PROMPT 1: In the thread on memory-mapped files, which function is suggested for locking pages after the minimum working set of the process has been set?
PROMPT 2: Extend the forum thread on memory-mapped files, picking up after its final sentence.

PAGE:

I 'm sure, that the pages, wich I need are swapped in.
The problem is: The image, i want to Blit is very huge(50 - 150 MB). I
cannot the whole image at one time load in the memory. This is the reason, I
used Filemapped-Memory. I blit normaly only a piece the image to the window.
At first blit, the page where is located the image - piece, must be swapped
in. But on the next blit the page is located in memory, and i think it must
be very fast to blit it. But the blit is very slow(althrough the page is in
RAM).
If I load the piece self in a memory-field (created by *new*) and blit this
to the window it very fast.
I don't understand : both memory zones are RAM but there is a speed -
difference.
I hope you understand me and has an answere to this problem.
Marco
Wow. Thanks for adding to my understanding of memory mapped files. I'm
going to have to re-read your post a couple of times to make sure I fully
understand what's going on. I have been using page file backed memory
mapped files for over a year in a project of mine and now I want to explore
if I am encountering any hidden performance issues. One question - is there
a way to force (or trick or beg or plead...) the OS into keeping shared
memory in memory? The machine I'm running on has 256 MB of RAM.
> I 'm sure, that the pages, wich I need are swapped in.
> The problem is: The image, i want to Blit is very huge(50 - 150 MB). I
> cannot the whole image at one time load in the memory. This is the reason,
I
> used Filemapped-Memory. I blit normaly only a piece the image to the
window.
> At first blit, the page where is located the image - piece, must be
swapped
> in. But on the next blit the page is located in memory, and i think it
must
> be very fast to blit it. But the blit is very slow(althrough the page is
in
> RAM).
When you bitblt for the second time, do you process the same piece of image
as at the first time?
Could you post the piece of your code that does it? I mean the code that
handles the memory and bitblts.
> One question - is there a way to force (or trick or beg or plead...)
> the OS into keeping shared memory in memory?
> The machine I'm running on has 256 MB of RAM.
When you have plenty of memory like this, and don't share gigs of memory,
normally you don't have to do anything to keep the pages in RAM. Just use
the memory.
If you don't use it, the system will notice that some pages just occupy
physical memory
and will page them out. If you want your process lie dormant and still have
the memory in RAM, you might try to increase the minimum working set of the
process. Then, after setting the minimum working set of the process, you may
use VirtualLock() to lock the pages (just setting the min working set does
not guarantee it will always be present). Beware, though, that
SetProcessWorkingSetSize() requires a privilege that is given, normally,
only to administrators, and setting the working set size unreasonably high
and *then* locking pages may bring the system to a crawl. Generally, when
the system has enough memory, it keeps most of pages in RAM, and does not
try to trim the working sets to the bare minimum (it does not even try to
trim to the maximum in most cases!). But as the free RAM goes down, the
system gradually becomes less and less liberal.

DATASET ENTRIES:
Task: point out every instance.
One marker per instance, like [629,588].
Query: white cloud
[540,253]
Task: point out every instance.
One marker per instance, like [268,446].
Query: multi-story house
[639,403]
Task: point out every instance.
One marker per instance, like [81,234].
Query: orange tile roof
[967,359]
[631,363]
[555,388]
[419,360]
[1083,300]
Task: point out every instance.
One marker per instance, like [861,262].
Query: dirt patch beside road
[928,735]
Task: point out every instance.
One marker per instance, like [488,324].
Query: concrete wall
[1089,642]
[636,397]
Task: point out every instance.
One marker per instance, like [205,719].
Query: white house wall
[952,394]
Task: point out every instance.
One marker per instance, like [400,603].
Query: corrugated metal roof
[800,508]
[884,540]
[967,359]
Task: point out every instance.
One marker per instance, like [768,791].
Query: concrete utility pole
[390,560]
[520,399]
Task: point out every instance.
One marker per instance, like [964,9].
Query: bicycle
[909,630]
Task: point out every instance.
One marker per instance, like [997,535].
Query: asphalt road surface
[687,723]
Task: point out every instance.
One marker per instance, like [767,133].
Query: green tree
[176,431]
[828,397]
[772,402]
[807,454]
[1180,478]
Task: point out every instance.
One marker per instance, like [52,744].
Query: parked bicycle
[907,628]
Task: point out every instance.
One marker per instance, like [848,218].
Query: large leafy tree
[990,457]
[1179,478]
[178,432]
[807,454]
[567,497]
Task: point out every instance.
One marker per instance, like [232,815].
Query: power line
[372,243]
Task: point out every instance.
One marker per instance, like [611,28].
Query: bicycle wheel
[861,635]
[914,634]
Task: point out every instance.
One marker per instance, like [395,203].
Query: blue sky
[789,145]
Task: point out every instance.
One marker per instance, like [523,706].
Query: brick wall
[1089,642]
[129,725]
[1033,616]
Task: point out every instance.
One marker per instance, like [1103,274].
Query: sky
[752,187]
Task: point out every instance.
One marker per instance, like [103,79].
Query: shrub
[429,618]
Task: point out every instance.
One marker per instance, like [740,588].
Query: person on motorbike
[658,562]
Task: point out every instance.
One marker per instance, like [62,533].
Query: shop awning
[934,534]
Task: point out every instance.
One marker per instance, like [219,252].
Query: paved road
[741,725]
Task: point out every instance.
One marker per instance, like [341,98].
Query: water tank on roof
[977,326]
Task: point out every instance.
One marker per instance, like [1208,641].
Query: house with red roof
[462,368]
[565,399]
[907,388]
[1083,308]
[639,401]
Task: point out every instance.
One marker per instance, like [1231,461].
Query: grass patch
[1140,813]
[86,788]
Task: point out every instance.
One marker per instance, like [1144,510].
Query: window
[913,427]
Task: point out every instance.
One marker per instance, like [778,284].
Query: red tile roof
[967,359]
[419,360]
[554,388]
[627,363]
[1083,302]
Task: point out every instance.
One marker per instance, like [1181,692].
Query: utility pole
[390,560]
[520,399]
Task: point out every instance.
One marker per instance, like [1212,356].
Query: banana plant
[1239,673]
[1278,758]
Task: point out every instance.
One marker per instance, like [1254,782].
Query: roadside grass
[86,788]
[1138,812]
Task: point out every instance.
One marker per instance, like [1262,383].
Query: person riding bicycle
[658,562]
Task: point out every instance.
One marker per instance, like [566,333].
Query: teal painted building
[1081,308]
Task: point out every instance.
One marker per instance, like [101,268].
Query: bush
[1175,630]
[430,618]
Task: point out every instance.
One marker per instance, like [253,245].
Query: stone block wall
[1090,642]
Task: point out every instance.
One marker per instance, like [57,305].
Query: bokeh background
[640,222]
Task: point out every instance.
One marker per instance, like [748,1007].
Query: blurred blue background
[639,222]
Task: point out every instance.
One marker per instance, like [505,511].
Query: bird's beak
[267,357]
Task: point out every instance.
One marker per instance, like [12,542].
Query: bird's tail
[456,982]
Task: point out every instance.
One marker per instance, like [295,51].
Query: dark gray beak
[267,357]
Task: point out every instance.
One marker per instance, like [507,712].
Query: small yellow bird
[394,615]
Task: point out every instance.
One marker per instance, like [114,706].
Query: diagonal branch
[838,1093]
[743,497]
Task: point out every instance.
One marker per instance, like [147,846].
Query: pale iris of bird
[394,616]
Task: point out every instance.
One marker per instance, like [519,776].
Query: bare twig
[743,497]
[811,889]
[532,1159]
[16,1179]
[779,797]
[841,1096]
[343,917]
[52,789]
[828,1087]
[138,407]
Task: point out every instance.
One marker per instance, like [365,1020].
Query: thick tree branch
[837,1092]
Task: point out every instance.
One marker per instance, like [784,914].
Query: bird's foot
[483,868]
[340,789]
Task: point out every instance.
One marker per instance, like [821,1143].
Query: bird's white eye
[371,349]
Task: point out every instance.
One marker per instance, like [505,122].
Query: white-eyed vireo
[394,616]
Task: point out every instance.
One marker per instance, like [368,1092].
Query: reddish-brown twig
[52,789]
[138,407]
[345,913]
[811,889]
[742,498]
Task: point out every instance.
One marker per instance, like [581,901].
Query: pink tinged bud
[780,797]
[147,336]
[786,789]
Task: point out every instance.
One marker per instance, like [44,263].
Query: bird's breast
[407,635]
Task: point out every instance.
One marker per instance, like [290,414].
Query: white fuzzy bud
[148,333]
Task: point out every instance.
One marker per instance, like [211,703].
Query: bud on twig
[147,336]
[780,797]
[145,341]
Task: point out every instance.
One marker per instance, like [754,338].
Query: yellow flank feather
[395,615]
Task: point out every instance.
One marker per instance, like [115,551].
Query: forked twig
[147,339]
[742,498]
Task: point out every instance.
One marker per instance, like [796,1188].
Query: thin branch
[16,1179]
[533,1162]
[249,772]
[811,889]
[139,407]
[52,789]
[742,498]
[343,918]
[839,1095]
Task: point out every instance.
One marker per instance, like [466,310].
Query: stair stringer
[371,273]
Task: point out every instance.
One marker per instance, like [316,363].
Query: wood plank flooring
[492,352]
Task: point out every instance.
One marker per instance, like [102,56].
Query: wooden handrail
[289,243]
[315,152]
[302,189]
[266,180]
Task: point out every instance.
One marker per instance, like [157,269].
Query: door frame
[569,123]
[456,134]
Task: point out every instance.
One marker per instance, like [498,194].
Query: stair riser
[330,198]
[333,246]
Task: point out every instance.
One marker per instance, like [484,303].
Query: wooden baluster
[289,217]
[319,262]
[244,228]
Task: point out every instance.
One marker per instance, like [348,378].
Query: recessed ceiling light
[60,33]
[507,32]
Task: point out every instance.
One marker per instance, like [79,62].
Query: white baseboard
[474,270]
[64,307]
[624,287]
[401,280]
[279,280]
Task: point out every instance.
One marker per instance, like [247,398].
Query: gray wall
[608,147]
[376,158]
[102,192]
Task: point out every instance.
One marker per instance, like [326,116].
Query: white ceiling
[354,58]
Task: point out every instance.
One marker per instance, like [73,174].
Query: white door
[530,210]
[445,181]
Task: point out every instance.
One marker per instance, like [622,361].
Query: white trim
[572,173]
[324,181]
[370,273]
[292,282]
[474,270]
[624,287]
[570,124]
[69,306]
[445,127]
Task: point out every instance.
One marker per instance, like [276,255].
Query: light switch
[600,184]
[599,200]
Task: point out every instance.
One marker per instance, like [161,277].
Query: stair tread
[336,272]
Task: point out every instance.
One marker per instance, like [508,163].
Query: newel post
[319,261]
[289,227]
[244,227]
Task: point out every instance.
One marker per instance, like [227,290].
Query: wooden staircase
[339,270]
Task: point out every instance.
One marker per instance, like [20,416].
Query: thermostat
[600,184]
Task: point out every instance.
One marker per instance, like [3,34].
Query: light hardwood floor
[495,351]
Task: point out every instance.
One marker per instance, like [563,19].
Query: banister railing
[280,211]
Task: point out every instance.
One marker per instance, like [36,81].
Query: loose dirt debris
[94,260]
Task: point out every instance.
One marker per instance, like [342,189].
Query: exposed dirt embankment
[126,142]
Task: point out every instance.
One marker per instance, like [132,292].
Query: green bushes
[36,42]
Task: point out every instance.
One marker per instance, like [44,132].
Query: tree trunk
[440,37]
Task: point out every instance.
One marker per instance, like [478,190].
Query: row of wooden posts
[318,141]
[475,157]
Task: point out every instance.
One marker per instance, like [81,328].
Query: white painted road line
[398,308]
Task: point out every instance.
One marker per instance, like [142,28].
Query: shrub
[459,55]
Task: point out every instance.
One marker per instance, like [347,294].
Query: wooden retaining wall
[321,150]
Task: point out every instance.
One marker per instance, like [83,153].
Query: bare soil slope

EXERCISE RESPONSE 1: VirtualLock()

EXERCISE RESPONSE 2:
Good to hear. My shared memory alocation is only about 2.3 MB, so it
doesn't sound like I'll be getting into any real trouble. Thanks again for
the info!
Thanks,
PeterM
--
Bogus ZZZ added to address. Remove for reply.
Slava M. Usov <stripit...@usa.net> wrote in message
news:#HiTIGTr#GA.70@cppssbbsa03...
here is the relevant Code to show a piece of image:
void CTarga::Create(const char* szFileName)
{
...
m_hFile = ::CreateFile(m_szFileName,GENERIC_READ,FILE_SHARE_READ |
FILE_SHARE_WRITE, NULL,
OPEN_EXISTING, FILE_ATTRIBUTE_NORMAL /*| FILE_FLAG_RANDOM_ACCESS */,
NULL);
...
m_hFileMap = CreateFileMapping(m_hFile, NULL, PAGE_READONLY | SEC_RESERVE,
0, 0, NULL);
...
m_pTarga = MapViewOfFile(m_hFileMap, FILE_MAP_READ, 0, 0, 0);
...
}
void CTarga::Draw(HDC hDC,int nXDest,int nYDest,WORD wDestWidth,WORD
wDestHeight,
WORD wXSrc, WORD wYSrc,WORD wSrcWidth, WORD wSrcHeight)
{
...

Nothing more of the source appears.